Please quote all the entries in the dataset excerpt below verbatim.
BEGIN SUPPLIED RECORDS
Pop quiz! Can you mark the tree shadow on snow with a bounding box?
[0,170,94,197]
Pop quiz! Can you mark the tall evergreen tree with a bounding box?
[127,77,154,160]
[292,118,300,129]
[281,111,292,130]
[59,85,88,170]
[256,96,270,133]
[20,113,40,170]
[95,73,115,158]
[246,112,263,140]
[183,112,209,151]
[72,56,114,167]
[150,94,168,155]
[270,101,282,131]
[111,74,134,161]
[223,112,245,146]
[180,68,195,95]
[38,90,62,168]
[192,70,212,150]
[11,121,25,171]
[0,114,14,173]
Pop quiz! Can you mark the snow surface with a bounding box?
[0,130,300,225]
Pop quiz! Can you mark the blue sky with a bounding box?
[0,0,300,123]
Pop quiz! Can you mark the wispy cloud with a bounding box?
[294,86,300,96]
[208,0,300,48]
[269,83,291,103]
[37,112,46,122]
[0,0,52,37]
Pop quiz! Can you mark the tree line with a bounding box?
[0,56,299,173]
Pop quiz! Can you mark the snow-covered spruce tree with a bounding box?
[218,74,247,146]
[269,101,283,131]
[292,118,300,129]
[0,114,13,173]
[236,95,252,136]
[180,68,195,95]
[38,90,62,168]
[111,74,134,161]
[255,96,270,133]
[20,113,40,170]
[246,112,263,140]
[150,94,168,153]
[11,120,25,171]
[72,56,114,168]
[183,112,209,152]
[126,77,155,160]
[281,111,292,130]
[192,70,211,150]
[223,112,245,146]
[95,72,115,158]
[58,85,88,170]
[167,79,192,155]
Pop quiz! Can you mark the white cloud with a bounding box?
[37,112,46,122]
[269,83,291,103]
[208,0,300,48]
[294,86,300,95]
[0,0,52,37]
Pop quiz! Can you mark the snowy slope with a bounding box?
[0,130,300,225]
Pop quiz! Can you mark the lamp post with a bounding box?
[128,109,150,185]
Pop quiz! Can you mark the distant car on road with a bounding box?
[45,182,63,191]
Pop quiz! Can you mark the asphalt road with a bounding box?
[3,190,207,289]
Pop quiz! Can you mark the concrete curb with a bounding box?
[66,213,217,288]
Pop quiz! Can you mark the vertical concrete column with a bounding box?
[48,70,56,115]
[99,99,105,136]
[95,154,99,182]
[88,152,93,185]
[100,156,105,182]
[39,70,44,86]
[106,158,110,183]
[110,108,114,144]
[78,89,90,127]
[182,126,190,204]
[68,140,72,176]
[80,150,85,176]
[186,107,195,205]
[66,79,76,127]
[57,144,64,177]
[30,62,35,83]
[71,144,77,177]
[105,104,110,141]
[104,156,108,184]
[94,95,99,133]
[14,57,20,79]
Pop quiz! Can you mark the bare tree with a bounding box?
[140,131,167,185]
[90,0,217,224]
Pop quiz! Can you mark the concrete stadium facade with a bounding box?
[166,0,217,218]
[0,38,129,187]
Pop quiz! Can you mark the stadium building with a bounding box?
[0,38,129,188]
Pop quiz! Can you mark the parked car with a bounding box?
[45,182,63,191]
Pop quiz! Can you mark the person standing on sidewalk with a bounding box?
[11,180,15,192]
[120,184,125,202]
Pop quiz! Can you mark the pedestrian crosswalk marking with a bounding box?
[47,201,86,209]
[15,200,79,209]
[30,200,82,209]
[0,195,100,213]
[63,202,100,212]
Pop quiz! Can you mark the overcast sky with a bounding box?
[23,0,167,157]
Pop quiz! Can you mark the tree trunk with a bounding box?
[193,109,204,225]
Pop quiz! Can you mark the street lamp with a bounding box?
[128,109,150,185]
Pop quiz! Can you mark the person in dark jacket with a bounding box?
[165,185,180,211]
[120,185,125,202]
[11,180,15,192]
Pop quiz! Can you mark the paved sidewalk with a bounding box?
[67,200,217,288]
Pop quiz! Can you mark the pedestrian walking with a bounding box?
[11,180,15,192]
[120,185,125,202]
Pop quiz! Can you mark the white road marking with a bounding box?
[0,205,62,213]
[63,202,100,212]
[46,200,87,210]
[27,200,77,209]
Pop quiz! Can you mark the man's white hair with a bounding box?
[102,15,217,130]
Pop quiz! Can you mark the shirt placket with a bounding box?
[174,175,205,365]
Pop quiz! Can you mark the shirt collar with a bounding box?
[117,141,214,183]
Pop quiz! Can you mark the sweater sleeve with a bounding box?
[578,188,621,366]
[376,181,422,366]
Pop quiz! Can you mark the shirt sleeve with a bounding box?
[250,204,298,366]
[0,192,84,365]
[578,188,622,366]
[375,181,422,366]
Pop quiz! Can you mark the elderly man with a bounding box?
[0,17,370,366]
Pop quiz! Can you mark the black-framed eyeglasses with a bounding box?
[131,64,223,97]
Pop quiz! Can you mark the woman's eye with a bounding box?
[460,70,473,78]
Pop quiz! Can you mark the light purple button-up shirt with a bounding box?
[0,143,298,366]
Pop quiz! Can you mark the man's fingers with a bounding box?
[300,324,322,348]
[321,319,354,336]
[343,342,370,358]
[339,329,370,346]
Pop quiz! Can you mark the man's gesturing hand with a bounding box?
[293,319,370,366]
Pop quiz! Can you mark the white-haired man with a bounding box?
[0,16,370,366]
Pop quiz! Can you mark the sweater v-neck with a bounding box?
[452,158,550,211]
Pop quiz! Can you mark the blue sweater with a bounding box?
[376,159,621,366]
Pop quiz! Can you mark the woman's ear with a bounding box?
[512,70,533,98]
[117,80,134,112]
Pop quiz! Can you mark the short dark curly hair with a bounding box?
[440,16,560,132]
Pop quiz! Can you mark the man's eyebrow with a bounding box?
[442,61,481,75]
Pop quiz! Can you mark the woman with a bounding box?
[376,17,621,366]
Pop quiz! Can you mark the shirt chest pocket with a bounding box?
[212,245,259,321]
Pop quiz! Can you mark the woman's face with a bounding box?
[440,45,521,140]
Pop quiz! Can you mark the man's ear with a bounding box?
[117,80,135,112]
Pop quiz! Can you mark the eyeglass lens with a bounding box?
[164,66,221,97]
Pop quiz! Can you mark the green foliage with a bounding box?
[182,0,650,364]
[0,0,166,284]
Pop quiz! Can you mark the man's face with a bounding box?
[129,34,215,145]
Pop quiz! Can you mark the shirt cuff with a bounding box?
END SUPPLIED RECORDS
→ **OUTPUT BELOW**
Pop quiz! Can you mark the tree shadow on snow with a bounding box?
[0,170,94,197]
Pop quiz! Can you mark the tall evergreen tree with a bounding box?
[127,77,154,160]
[292,118,300,129]
[281,111,292,130]
[59,85,88,170]
[256,96,270,133]
[20,113,40,170]
[95,73,115,158]
[246,112,263,140]
[183,112,209,151]
[72,56,114,167]
[150,94,168,155]
[270,101,282,131]
[111,74,134,161]
[223,112,245,146]
[180,68,195,95]
[38,90,62,168]
[192,70,212,150]
[11,121,25,171]
[0,114,14,173]
Pop quiz! Can you mark the snow surface with a bounding box?
[0,130,300,225]
Pop quiz! Can you mark the blue sky with a bounding box?
[0,0,300,123]
Pop quiz! Can you mark the wispy cloud with a bounding box?
[294,86,300,96]
[208,0,300,48]
[269,83,291,103]
[37,112,46,122]
[0,0,52,37]
Pop quiz! Can you mark the tree line with a bounding box?
[0,56,299,173]
Pop quiz! Can you mark the snow-covered spruce tree with a bounding box?
[218,74,247,146]
[269,101,283,131]
[292,118,300,129]
[0,114,13,173]
[236,95,252,136]
[180,68,195,95]
[38,90,62,168]
[111,74,134,161]
[255,96,270,133]
[20,113,40,170]
[246,112,263,140]
[150,94,168,153]
[11,120,25,171]
[72,56,114,168]
[183,112,209,152]
[126,77,155,160]
[281,111,292,130]
[192,70,211,150]
[223,112,245,146]
[95,72,115,158]
[58,85,88,170]
[167,79,192,155]
Pop quiz! Can you mark the white cloud with a bounding box?
[37,112,46,122]
[269,83,291,103]
[208,0,300,48]
[294,86,300,95]
[0,0,52,37]
Pop quiz! Can you mark the snowy slope with a bounding box?
[0,130,300,225]
Pop quiz! Can you mark the lamp post with a bounding box?
[128,109,150,185]
Pop quiz! Can you mark the distant car on road with a bounding box?
[45,182,63,191]
Pop quiz! Can you mark the asphalt road with a bounding box?
[3,190,207,289]
Pop quiz! Can you mark the concrete curb with a bounding box?
[66,213,217,288]
Pop quiz! Can you mark the vertical concrete column with a bounding box?
[48,70,56,115]
[99,99,105,136]
[95,154,99,182]
[88,152,93,185]
[100,156,105,182]
[39,70,44,86]
[106,158,110,183]
[110,108,114,144]
[78,89,90,127]
[182,126,190,204]
[68,140,72,176]
[80,150,85,176]
[186,107,195,205]
[66,79,76,127]
[57,144,64,177]
[30,62,35,83]
[71,144,77,177]
[105,104,110,141]
[104,156,108,184]
[94,95,99,133]
[14,57,20,79]
Pop quiz! Can you mark the bare tree with a bounding box?
[140,131,167,185]
[90,0,217,224]
Pop quiz! Can you mark the concrete stadium facade with a bounding box?
[166,0,217,218]
[0,38,129,187]
Pop quiz! Can you mark the stadium building with a bounding box?
[0,38,129,188]
Pop quiz! Can you mark the parked car with a bounding box?
[45,182,63,191]
Pop quiz! Can you mark the person standing on sidewalk with a bounding box?
[11,180,15,192]
[120,184,125,202]
Pop quiz! Can you mark the pedestrian crosswalk marking with a bounding box?
[47,201,86,209]
[15,200,79,209]
[30,200,82,209]
[0,195,100,213]
[63,202,100,212]
Pop quiz! Can you mark the overcast sky with a bounding box?
[23,0,167,157]
Pop quiz! Can you mark the tree trunk with a bounding box?
[193,109,204,225]
Pop quiz! Can you mark the street lamp with a bounding box?
[128,109,150,185]
Pop quiz! Can you mark the person in dark jacket with a bounding box?
[165,185,180,211]
[120,185,125,202]
[11,180,15,192]
Pop quiz! Can you mark the paved sidewalk with a bounding box?
[67,200,217,288]
Pop quiz! Can you mark the pedestrian walking with a bounding box?
[11,180,15,192]
[120,185,125,202]
Pop quiz! Can you mark the white road marking with a bounding box?
[0,205,62,213]
[63,202,100,212]
[46,200,87,210]
[27,200,77,209]
Pop quiz! Can you mark the man's white hair with a bounding box?
[102,15,217,130]
Pop quiz! Can you mark the shirt placket with a bounding box?
[174,175,205,365]
Pop quiz! Can you mark the shirt collar with a bounding box?
[117,141,214,183]
Pop quiz! Can you mark the sweater sleeve with a bounding box?
[578,188,621,366]
[376,181,422,366]
Pop quiz! Can you mark the shirt sleeve with a bounding box?
[250,204,298,366]
[0,192,84,365]
[578,188,622,366]
[375,181,422,366]
Pop quiz! Can you mark the elderly man with a bounding box?
[0,17,370,366]
Pop quiz! Can you mark the black-framed eyeglasses with a bounding box?
[131,64,223,97]
Pop quiz! Can you mark the woman's eye with a bounding box?
[460,70,473,78]
Pop quiz! Can you mark the light purple button-up shirt with a bounding box?
[0,143,298,366]
Pop quiz! Can you mark the man's fingers with a bounding box?
[300,324,322,348]
[321,319,354,336]
[343,342,370,358]
[339,329,370,346]
Pop quiz! Can you mark the man's gesturing hand with a bounding box?
[293,319,370,366]
Pop quiz! Can you mark the white-haired man with a bounding box?
[0,16,370,366]
Pop quiz! Can you mark the sweater v-neck with a bounding box?
[452,158,550,211]
Pop quiz! Can you mark the blue sweater with a bounding box?
[376,159,621,366]
Pop quiz! Can you mark the woman's ear with a bounding box?
[512,70,533,98]
[117,80,134,112]
Pop quiz! Can you mark the short dark curly hair with a bounding box?
[440,16,560,132]
Pop quiz! Can you mark the man's eyebrow with a bounding box?
[442,61,481,75]
Pop quiz! Can you mark the woman with a bounding box?
[376,17,621,366]
Pop quiz! Can you mark the shirt chest pocket with a bounding box?
[212,245,259,321]
Pop quiz! Can you mark the woman's face with a bounding box?
[440,45,521,140]
Pop quiz! Can you mark the man's ear with a bounding box?
[117,80,135,112]
Pop quiz! Can you mark the eyeglass lens with a bounding box?
[164,66,221,97]
Pop quiz! Can you mark the green foliage with a bounding box?
[182,0,650,364]
[0,0,166,284]
Pop quiz! Can you mark the man's face with a bounding box?
[129,34,215,145]
Pop quiz! Can you mark the shirt cuff with a bounding box?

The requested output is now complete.